**YOUR TASK**
Can you give these lines back with every "instance" renamed to "object" and everything else unchanged?

**EXERCISE INPUT**
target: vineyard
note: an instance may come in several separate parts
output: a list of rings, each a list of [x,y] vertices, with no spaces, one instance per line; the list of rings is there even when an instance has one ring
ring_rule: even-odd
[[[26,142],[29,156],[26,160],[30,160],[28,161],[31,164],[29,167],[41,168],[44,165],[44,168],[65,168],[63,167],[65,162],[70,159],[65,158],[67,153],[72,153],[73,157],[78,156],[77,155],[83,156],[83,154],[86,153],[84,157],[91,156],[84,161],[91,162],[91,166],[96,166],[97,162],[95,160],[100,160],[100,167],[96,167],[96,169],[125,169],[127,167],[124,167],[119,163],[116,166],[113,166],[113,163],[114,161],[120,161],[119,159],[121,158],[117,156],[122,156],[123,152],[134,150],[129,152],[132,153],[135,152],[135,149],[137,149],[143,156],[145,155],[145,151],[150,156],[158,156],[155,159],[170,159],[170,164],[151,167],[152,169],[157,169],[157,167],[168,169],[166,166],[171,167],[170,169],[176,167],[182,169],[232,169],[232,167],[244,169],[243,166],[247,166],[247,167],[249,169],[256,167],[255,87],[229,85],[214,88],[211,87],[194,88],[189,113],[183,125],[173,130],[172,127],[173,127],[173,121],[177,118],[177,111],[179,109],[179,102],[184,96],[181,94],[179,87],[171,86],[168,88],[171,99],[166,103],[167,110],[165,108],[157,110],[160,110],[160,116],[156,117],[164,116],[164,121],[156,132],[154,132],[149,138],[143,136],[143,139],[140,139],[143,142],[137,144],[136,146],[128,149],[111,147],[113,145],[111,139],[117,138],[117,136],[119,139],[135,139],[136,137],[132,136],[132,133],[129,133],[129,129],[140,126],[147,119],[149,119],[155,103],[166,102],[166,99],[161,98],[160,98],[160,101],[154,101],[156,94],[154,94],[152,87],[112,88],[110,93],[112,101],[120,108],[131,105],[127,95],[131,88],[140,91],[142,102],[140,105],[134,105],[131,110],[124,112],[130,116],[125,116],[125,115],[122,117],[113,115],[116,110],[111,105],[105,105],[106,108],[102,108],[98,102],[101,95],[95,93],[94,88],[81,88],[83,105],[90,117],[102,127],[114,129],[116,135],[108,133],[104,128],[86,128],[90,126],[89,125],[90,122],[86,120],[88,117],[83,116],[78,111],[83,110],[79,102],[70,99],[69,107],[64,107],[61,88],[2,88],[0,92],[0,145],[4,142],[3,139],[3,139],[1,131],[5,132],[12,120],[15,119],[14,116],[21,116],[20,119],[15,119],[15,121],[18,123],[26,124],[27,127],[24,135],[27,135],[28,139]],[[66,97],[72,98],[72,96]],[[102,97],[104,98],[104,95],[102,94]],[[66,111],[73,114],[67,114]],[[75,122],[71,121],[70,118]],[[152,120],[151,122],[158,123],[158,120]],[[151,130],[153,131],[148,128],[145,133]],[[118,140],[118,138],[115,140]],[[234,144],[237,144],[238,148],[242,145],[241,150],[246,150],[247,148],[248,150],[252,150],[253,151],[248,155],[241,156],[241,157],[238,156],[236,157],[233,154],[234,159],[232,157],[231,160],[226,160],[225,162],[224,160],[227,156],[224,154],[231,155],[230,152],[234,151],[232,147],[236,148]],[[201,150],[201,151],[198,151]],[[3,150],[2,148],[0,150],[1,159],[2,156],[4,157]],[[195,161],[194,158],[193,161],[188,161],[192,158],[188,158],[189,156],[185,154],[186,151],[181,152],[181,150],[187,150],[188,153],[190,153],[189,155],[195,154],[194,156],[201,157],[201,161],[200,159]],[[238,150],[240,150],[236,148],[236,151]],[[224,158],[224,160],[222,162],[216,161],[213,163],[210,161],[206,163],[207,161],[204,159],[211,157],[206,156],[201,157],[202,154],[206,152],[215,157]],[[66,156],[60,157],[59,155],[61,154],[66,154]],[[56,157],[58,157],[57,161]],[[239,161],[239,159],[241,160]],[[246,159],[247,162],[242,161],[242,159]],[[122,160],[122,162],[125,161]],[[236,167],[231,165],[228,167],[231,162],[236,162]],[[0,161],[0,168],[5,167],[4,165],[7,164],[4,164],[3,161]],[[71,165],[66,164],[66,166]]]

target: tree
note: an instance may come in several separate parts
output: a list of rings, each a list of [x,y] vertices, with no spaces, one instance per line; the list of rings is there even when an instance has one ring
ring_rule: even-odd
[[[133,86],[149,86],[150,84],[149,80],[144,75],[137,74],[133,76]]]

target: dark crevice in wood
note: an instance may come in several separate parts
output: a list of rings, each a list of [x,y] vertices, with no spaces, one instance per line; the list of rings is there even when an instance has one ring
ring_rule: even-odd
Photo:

**ANSWER TO THIS TASK**
target: vineyard
note: an object may come in several separate parts
output: a list of rings, each a list of [x,y] vertices, with no spaces, one object per line; the list of rings is there even when an object has one ring
ring_rule: even-odd
[[[26,142],[29,156],[26,160],[30,160],[28,161],[31,164],[29,167],[41,168],[44,165],[44,168],[65,168],[63,167],[65,162],[70,159],[65,158],[67,153],[72,153],[73,157],[78,156],[77,155],[83,156],[83,154],[86,153],[84,157],[91,156],[84,161],[91,162],[91,166],[96,166],[97,162],[95,160],[100,160],[100,167],[96,167],[96,169],[125,169],[127,167],[124,167],[119,163],[116,166],[113,166],[113,163],[114,161],[120,161],[119,159],[121,158],[117,156],[122,156],[123,152],[134,150],[129,152],[132,153],[135,152],[135,149],[137,149],[143,156],[145,155],[145,151],[150,156],[158,156],[155,159],[170,159],[170,164],[151,167],[152,169],[157,169],[157,167],[168,169],[166,166],[171,167],[170,169],[176,167],[182,169],[232,169],[232,167],[244,169],[243,166],[247,166],[247,167],[249,169],[256,167],[255,87],[229,85],[214,88],[211,87],[194,88],[189,113],[183,125],[173,130],[172,127],[173,127],[173,121],[177,118],[177,111],[179,109],[179,102],[184,96],[181,94],[179,87],[171,86],[168,88],[171,99],[166,103],[167,110],[165,108],[157,110],[160,110],[160,116],[156,117],[164,116],[164,121],[156,132],[154,132],[149,138],[143,136],[143,139],[140,139],[143,142],[137,144],[136,146],[128,149],[111,147],[113,145],[111,139],[117,138],[117,136],[119,139],[135,139],[136,137],[132,136],[132,133],[129,133],[129,129],[140,126],[147,119],[149,119],[155,103],[166,102],[166,99],[161,98],[160,98],[160,101],[154,101],[156,94],[154,94],[152,87],[112,88],[110,93],[112,101],[120,108],[131,105],[127,95],[131,88],[140,91],[142,102],[140,105],[134,105],[131,110],[124,112],[130,116],[125,116],[125,115],[122,117],[113,115],[116,110],[111,105],[105,105],[106,108],[102,108],[98,102],[101,95],[95,93],[94,88],[81,88],[83,105],[90,117],[102,127],[114,129],[116,135],[108,133],[104,128],[86,128],[90,126],[89,125],[90,122],[86,120],[88,117],[83,116],[78,111],[83,110],[79,102],[70,99],[69,107],[64,107],[61,88],[2,88],[0,92],[0,145],[4,142],[3,139],[3,139],[1,131],[5,132],[12,120],[15,119],[14,116],[21,116],[20,119],[15,119],[15,121],[18,123],[26,124],[27,127],[24,135],[27,135],[28,139]],[[66,97],[72,98],[72,96]],[[102,97],[104,98],[104,95],[102,94]],[[66,111],[73,114],[67,114]],[[75,122],[71,121],[70,118]],[[152,120],[151,122],[158,123],[158,120]],[[151,130],[153,131],[148,128],[145,133]],[[118,140],[118,138],[115,140]],[[234,144],[237,144],[238,148],[242,145],[241,150],[246,150],[247,148],[248,150],[252,150],[253,151],[248,155],[241,156],[241,157],[238,156],[236,157],[233,154],[234,159],[232,157],[231,160],[226,160],[225,162],[224,160],[227,156],[224,154],[231,155],[230,152],[234,151],[232,147],[236,148]],[[201,150],[201,151],[198,151]],[[3,150],[2,148],[0,150],[1,159],[2,156],[4,157]],[[195,161],[194,158],[193,161],[188,161],[192,158],[188,158],[189,156],[185,154],[186,151],[181,152],[181,150],[187,150],[188,153],[190,153],[189,155],[195,154],[194,156],[201,157],[201,161],[200,159]],[[238,150],[240,150],[236,148],[236,151]],[[224,158],[224,160],[222,162],[216,161],[213,163],[210,161],[206,163],[207,161],[204,159],[211,157],[206,156],[201,157],[202,154],[206,152],[215,157]],[[66,156],[60,157],[59,155],[61,154],[66,154]],[[56,157],[58,157],[57,161]],[[239,161],[239,159],[241,160]],[[246,159],[247,162],[242,161],[242,159]],[[122,160],[122,162],[125,161]],[[236,167],[231,165],[228,167],[231,162],[236,162]],[[0,161],[0,168],[5,167],[4,165],[7,164],[4,164],[3,161]],[[71,165],[66,164],[66,166]]]

target: tree
note: an object may come in several separate parts
output: a list of rings, each a list of [x,y] vertices, with no spaces, one object per line; the list of rings is there even when an object has one ring
ring_rule: even-odd
[[[133,86],[149,86],[150,84],[149,80],[144,75],[137,74],[133,76]]]

target: dark crevice in wood
note: an object may come in several separate parts
output: a list of rings, each a list of [x,y] vertices, with no spaces, one object per line; the list of rings is there even when an object has one ring
ring_rule: even-odd
Photo:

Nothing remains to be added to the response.